• _Problem statement_
Edit the items below by replacing every occurrence of "rough mask" with "coarse mask" and reproducing all other text unchanged. Leave the pictures out of your answer.

• _Material for this task_
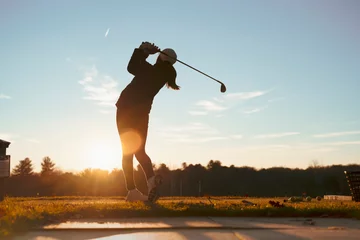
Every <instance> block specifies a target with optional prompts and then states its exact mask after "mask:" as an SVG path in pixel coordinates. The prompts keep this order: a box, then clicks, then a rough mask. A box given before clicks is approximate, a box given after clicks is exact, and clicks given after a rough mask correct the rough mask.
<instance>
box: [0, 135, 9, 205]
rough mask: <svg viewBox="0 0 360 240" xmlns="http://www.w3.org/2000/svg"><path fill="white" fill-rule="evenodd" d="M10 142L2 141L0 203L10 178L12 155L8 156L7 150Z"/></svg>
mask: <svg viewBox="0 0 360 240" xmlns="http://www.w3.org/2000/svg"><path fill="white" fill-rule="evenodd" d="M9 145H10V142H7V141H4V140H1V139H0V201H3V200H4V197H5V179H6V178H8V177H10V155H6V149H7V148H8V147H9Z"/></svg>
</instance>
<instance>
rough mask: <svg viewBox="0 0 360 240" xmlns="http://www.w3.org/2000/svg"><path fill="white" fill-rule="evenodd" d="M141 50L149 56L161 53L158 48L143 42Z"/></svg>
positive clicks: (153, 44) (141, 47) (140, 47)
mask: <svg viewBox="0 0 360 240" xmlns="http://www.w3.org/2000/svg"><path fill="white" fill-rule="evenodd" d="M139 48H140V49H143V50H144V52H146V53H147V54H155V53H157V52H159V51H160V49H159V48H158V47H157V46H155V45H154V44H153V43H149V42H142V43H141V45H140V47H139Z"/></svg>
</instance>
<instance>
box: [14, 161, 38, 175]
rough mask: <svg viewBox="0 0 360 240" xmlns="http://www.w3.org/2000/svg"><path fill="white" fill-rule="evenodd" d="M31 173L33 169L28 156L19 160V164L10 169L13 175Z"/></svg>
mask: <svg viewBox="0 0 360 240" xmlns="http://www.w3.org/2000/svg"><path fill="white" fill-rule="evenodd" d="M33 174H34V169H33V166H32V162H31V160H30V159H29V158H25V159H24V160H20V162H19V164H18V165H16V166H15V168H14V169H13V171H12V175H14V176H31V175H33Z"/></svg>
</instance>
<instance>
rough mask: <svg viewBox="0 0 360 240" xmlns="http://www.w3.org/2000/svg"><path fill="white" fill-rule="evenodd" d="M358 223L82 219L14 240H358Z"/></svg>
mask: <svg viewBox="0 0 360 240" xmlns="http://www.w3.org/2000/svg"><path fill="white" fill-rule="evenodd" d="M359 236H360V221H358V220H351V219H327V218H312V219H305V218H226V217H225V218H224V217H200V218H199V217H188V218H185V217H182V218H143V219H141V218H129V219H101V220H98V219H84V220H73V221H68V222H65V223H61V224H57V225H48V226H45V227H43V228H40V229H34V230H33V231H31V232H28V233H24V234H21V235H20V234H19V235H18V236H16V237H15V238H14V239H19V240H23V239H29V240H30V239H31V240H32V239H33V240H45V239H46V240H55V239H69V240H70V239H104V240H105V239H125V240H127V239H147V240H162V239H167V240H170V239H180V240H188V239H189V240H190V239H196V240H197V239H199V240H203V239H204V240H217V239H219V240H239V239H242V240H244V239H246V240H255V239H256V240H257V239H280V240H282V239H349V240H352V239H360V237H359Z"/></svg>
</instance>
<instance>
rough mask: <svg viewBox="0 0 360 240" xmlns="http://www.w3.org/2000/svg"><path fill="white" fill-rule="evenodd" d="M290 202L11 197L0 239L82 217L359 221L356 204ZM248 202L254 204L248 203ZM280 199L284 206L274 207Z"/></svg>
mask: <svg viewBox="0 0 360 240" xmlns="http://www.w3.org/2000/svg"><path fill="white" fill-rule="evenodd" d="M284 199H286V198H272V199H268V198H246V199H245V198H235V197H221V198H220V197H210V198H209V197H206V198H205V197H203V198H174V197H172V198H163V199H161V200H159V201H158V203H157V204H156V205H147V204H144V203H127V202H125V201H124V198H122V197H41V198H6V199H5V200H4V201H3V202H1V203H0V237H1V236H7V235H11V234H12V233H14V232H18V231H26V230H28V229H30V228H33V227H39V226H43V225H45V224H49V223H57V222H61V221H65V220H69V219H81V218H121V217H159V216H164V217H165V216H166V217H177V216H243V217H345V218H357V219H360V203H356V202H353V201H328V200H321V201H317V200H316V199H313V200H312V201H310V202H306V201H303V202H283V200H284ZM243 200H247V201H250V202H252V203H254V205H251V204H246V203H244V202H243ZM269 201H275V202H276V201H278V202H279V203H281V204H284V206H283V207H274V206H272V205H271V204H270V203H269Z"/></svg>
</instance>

• _Task solution_
Every <instance> block specifies a target with optional prompts and then states its exact mask after "mask:" as an SVG path in pixel coordinates. The prompts keep this order: a box, then clicks, then a coarse mask. A box given before clicks is approximate, a box given after clicks is exact, and clicks given after a coarse mask correct the coarse mask.
<instance>
box: [0, 135, 9, 205]
coarse mask: <svg viewBox="0 0 360 240" xmlns="http://www.w3.org/2000/svg"><path fill="white" fill-rule="evenodd" d="M10 142L2 141L0 203L10 178L12 155L8 156L7 150Z"/></svg>
mask: <svg viewBox="0 0 360 240" xmlns="http://www.w3.org/2000/svg"><path fill="white" fill-rule="evenodd" d="M9 145H10V142H7V141H4V140H1V139H0V201H3V200H4V197H5V179H6V178H8V177H10V155H6V149H7V148H8V147H9Z"/></svg>
</instance>
<instance>
coarse mask: <svg viewBox="0 0 360 240" xmlns="http://www.w3.org/2000/svg"><path fill="white" fill-rule="evenodd" d="M141 50L149 56L161 53L158 48L143 42Z"/></svg>
positive clicks: (153, 44) (141, 47) (140, 47)
mask: <svg viewBox="0 0 360 240" xmlns="http://www.w3.org/2000/svg"><path fill="white" fill-rule="evenodd" d="M139 48H140V49H143V50H144V52H146V53H147V54H155V53H157V52H159V51H160V49H159V48H158V47H157V46H155V45H154V44H153V43H149V42H142V43H141V45H140V47H139Z"/></svg>
</instance>
<instance>
box: [14, 161, 38, 175]
coarse mask: <svg viewBox="0 0 360 240" xmlns="http://www.w3.org/2000/svg"><path fill="white" fill-rule="evenodd" d="M31 173L33 169L28 156L19 160V164L10 169L13 175Z"/></svg>
mask: <svg viewBox="0 0 360 240" xmlns="http://www.w3.org/2000/svg"><path fill="white" fill-rule="evenodd" d="M33 174H34V169H33V166H32V162H31V160H30V159H29V158H25V159H24V160H20V162H19V164H18V165H16V166H15V168H14V169H13V171H12V175H14V176H31V175H33Z"/></svg>
</instance>
<instance>
coarse mask: <svg viewBox="0 0 360 240" xmlns="http://www.w3.org/2000/svg"><path fill="white" fill-rule="evenodd" d="M358 223L82 219L14 240H358Z"/></svg>
mask: <svg viewBox="0 0 360 240" xmlns="http://www.w3.org/2000/svg"><path fill="white" fill-rule="evenodd" d="M359 236H360V221H358V220H351V219H327V218H312V219H305V218H226V217H225V218H224V217H200V218H199V217H188V218H185V217H182V218H143V219H141V218H129V219H101V220H98V219H84V220H73V221H68V222H65V223H61V224H57V225H48V226H45V227H43V228H40V229H34V230H33V231H31V232H28V233H24V234H21V235H20V234H19V235H18V236H16V237H15V238H14V239H19V240H23V239H29V240H30V239H31V240H32V239H33V240H45V239H46V240H55V239H69V240H70V239H104V240H105V239H125V240H127V239H147V240H162V239H167V240H170V239H180V240H188V239H189V240H190V239H196V240H197V239H199V240H203V239H204V240H217V239H219V240H239V239H242V240H244V239H246V240H255V239H256V240H257V239H280V240H282V239H349V240H352V239H360V237H359Z"/></svg>
</instance>
<instance>
coarse mask: <svg viewBox="0 0 360 240" xmlns="http://www.w3.org/2000/svg"><path fill="white" fill-rule="evenodd" d="M290 202L11 197L0 239L82 217L359 221L356 204ZM248 202L254 204L248 203ZM280 199L284 206L274 207Z"/></svg>
mask: <svg viewBox="0 0 360 240" xmlns="http://www.w3.org/2000/svg"><path fill="white" fill-rule="evenodd" d="M284 199H286V198H272V199H268V198H246V199H245V198H235V197H221V198H220V197H210V198H209V197H206V198H205V197H203V198H174V197H172V198H163V199H161V200H159V201H158V203H157V204H156V205H147V204H144V203H127V202H125V201H124V198H122V197H41V198H6V199H5V200H4V201H3V202H1V203H0V237H1V236H7V235H11V234H12V233H14V232H18V231H26V230H28V229H30V228H33V227H39V226H43V225H45V224H49V223H57V222H61V221H65V220H69V219H81V218H121V217H159V216H164V217H165V216H166V217H177V216H243V217H345V218H357V219H360V203H356V202H353V201H328V200H321V201H317V200H316V199H313V200H312V201H310V202H306V201H303V202H283V200H284ZM243 200H247V201H250V202H252V203H254V205H251V204H246V203H244V202H243ZM269 201H275V202H276V201H278V202H279V203H281V204H284V206H283V207H274V206H272V205H271V204H270V203H269Z"/></svg>
</instance>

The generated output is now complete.